# TASK TO CARRY OUT:
Copy out every line of the data from the line with "Target: man's bare leg" through the end of the data, including both ends, and add 140 to each x and each y coordinate. Leave the pictures out.

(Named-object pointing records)
-- START --

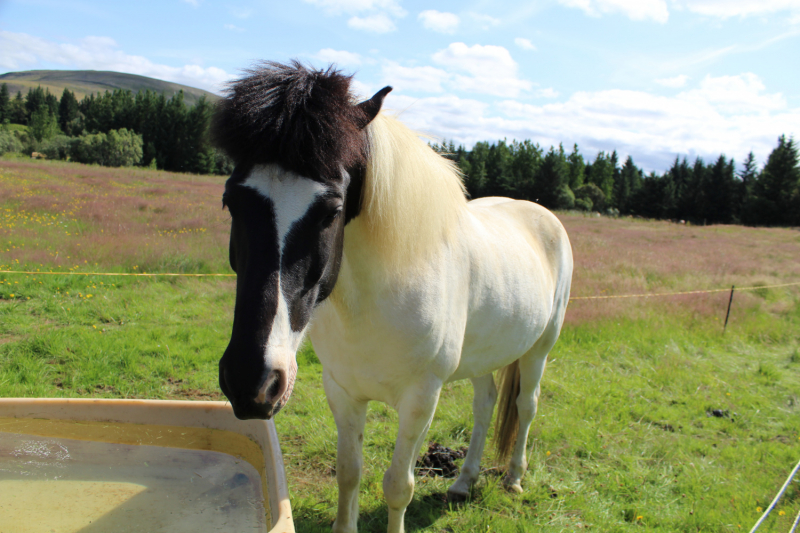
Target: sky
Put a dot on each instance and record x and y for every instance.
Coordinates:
(653, 79)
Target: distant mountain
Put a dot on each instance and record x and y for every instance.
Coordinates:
(85, 82)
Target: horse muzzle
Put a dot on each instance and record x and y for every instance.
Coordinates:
(273, 392)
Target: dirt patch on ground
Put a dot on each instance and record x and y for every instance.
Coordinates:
(440, 461)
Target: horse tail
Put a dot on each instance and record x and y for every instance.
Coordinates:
(507, 422)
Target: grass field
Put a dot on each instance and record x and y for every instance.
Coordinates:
(86, 82)
(626, 437)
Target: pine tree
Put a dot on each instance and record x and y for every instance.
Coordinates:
(602, 175)
(43, 124)
(5, 103)
(69, 114)
(576, 168)
(777, 188)
(629, 181)
(525, 163)
(551, 187)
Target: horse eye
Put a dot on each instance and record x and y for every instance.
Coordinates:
(328, 220)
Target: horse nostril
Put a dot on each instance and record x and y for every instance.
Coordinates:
(272, 388)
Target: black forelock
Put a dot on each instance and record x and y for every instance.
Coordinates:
(303, 119)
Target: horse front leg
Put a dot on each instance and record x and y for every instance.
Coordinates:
(350, 416)
(415, 410)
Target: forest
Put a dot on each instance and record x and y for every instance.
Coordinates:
(118, 128)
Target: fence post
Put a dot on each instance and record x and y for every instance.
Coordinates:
(728, 314)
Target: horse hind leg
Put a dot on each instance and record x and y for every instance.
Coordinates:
(482, 407)
(528, 378)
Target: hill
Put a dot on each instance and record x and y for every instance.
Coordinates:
(85, 82)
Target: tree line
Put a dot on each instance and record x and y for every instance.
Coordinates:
(698, 192)
(169, 134)
(120, 128)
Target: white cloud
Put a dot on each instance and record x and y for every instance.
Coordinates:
(336, 7)
(729, 115)
(21, 51)
(379, 23)
(490, 69)
(548, 92)
(438, 21)
(341, 58)
(739, 8)
(525, 44)
(414, 79)
(634, 9)
(674, 82)
(735, 95)
(485, 21)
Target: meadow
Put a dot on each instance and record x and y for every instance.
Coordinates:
(650, 417)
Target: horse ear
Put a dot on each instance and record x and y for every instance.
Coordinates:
(372, 107)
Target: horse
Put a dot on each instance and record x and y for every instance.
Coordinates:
(348, 228)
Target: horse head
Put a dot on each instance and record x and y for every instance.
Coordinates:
(299, 144)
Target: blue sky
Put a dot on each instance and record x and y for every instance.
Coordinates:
(649, 78)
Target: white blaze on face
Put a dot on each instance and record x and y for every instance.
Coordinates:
(291, 196)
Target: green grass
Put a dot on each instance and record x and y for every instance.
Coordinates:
(625, 439)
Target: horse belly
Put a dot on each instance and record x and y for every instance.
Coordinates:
(395, 342)
(511, 292)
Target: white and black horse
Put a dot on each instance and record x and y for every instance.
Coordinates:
(348, 228)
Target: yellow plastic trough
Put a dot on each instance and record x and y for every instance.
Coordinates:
(85, 465)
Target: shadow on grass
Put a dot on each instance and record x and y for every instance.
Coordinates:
(421, 513)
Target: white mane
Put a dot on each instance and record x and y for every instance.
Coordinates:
(412, 196)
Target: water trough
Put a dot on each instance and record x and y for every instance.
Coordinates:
(97, 465)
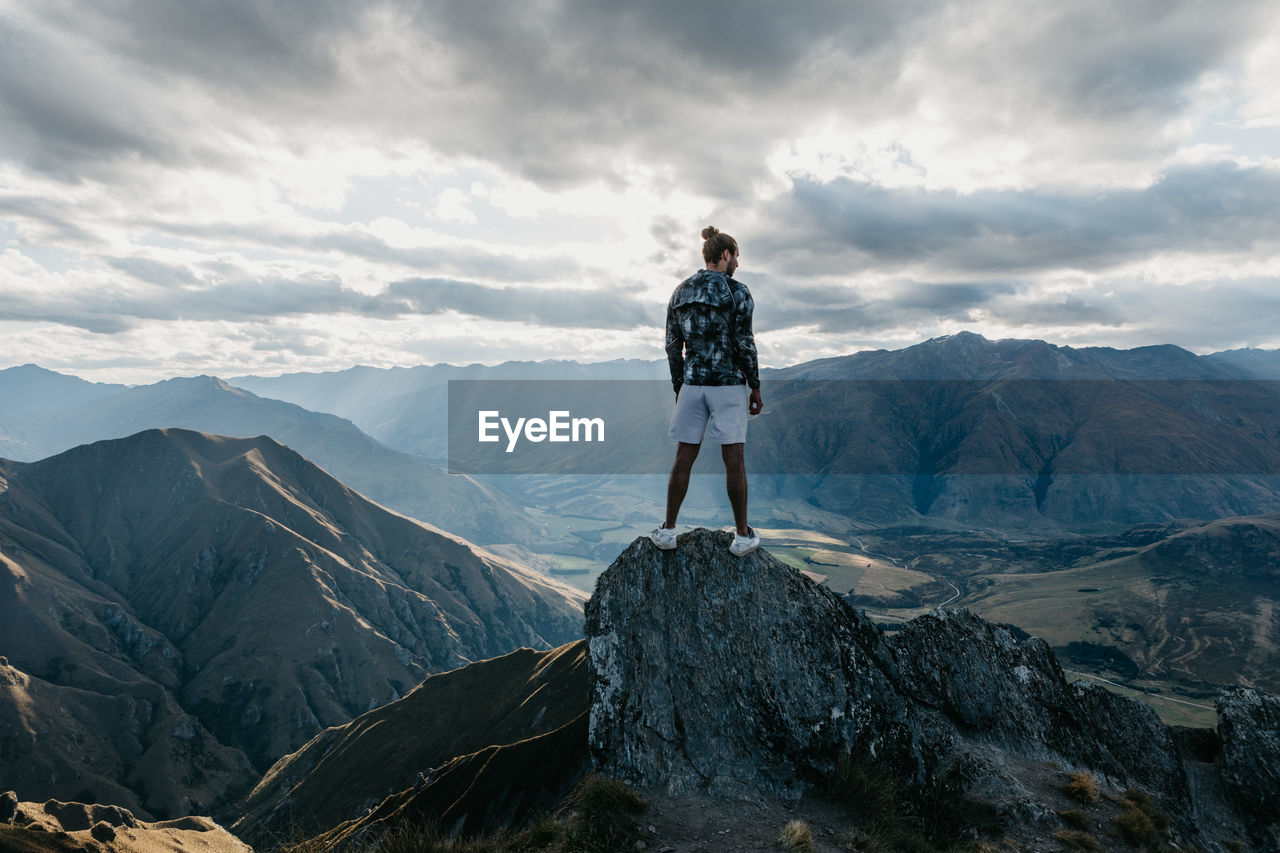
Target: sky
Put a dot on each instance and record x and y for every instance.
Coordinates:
(261, 187)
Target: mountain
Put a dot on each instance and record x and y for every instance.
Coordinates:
(400, 480)
(1194, 605)
(721, 687)
(969, 723)
(1261, 364)
(182, 610)
(31, 395)
(967, 355)
(1008, 436)
(406, 407)
(456, 748)
(83, 828)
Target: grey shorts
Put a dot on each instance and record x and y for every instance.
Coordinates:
(713, 413)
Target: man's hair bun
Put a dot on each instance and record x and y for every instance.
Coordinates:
(717, 242)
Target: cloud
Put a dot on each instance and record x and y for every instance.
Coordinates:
(225, 292)
(572, 91)
(1212, 208)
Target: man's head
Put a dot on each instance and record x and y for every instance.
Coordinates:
(720, 250)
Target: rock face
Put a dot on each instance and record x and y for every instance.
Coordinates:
(67, 828)
(717, 674)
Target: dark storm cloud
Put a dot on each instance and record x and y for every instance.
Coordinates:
(50, 217)
(55, 114)
(860, 226)
(542, 306)
(452, 260)
(835, 309)
(176, 292)
(562, 91)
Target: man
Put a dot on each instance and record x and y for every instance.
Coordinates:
(711, 351)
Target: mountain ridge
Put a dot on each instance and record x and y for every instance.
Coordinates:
(238, 592)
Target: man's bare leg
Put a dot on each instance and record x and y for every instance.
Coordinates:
(679, 483)
(735, 483)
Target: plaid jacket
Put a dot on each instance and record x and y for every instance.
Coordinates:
(709, 338)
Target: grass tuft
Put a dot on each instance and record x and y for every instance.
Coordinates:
(1074, 840)
(604, 816)
(1083, 788)
(796, 838)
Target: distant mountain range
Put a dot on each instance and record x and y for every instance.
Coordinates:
(406, 407)
(60, 413)
(1093, 451)
(181, 610)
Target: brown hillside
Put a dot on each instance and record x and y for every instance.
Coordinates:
(243, 585)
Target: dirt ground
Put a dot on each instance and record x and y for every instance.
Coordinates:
(712, 825)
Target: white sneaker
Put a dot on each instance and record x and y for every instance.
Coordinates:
(741, 546)
(663, 537)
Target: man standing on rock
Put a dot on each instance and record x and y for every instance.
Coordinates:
(711, 351)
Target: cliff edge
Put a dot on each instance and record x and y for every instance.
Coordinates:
(740, 676)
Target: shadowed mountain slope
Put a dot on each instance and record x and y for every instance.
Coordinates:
(206, 404)
(225, 598)
(444, 751)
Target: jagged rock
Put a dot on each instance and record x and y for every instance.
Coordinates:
(712, 671)
(737, 675)
(1249, 726)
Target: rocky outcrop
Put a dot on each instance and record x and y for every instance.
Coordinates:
(726, 675)
(73, 828)
(1248, 724)
(480, 748)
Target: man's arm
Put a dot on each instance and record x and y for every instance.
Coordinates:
(675, 350)
(744, 341)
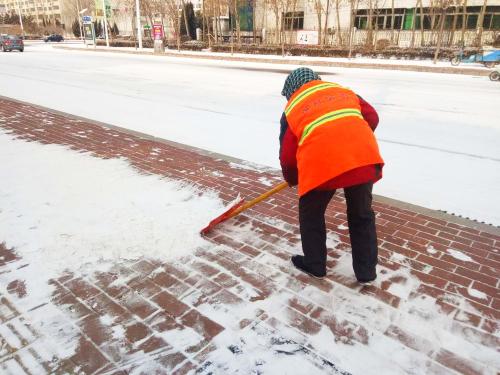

-- END --

# RESPONSE FOR THIS EXERCISE:
Target: man's bare leg
Put a dot on each instance and record x and y for every instance.
Coordinates:
(819, 623)
(875, 623)
Target: plaid jacket
Put a dot on each instance and record x and y for every instance.
Coordinates:
(849, 478)
Target: grass tuft
Put a dot on each instance and record x and y for every instance.
Coordinates:
(1214, 980)
(744, 956)
(1223, 928)
(936, 978)
Target: distant mountain range
Put a dot on each instance and record x and y for every instance.
Coordinates:
(546, 547)
(200, 553)
(1233, 591)
(321, 750)
Target: brown hillside
Put a dot on each instance and record x and y for every instance.
Coordinates:
(383, 725)
Target: dirt ground
Put a dot on each instance and record x and y for every instance.
Coordinates:
(852, 965)
Target: white sneaker
Put a dot on each instance and record x and y for every instance.
Coordinates:
(881, 686)
(803, 677)
Target: man standing on rock
Put a dot on each instance and record x and y for every instance.
Coordinates:
(851, 491)
Target: cliff edge
Put a dot on each instance and record x and y for every instance.
Coordinates:
(880, 816)
Target: shadowed mountain slope
Put a dot on each instance and record x and y for every instance.
Coordinates:
(346, 544)
(365, 738)
(584, 891)
Target: jagged rock
Put a dot on each instance and record x and y for every instance.
Coordinates:
(852, 811)
(877, 815)
(1389, 866)
Target: rocky outcrop
Put a dot on each instance and record x and y for every instance.
Coordinates:
(866, 815)
(213, 968)
(1388, 864)
(620, 888)
Target: man's arm
Put a dot on each instance and record x and y for every instance.
Coordinates:
(815, 490)
(884, 481)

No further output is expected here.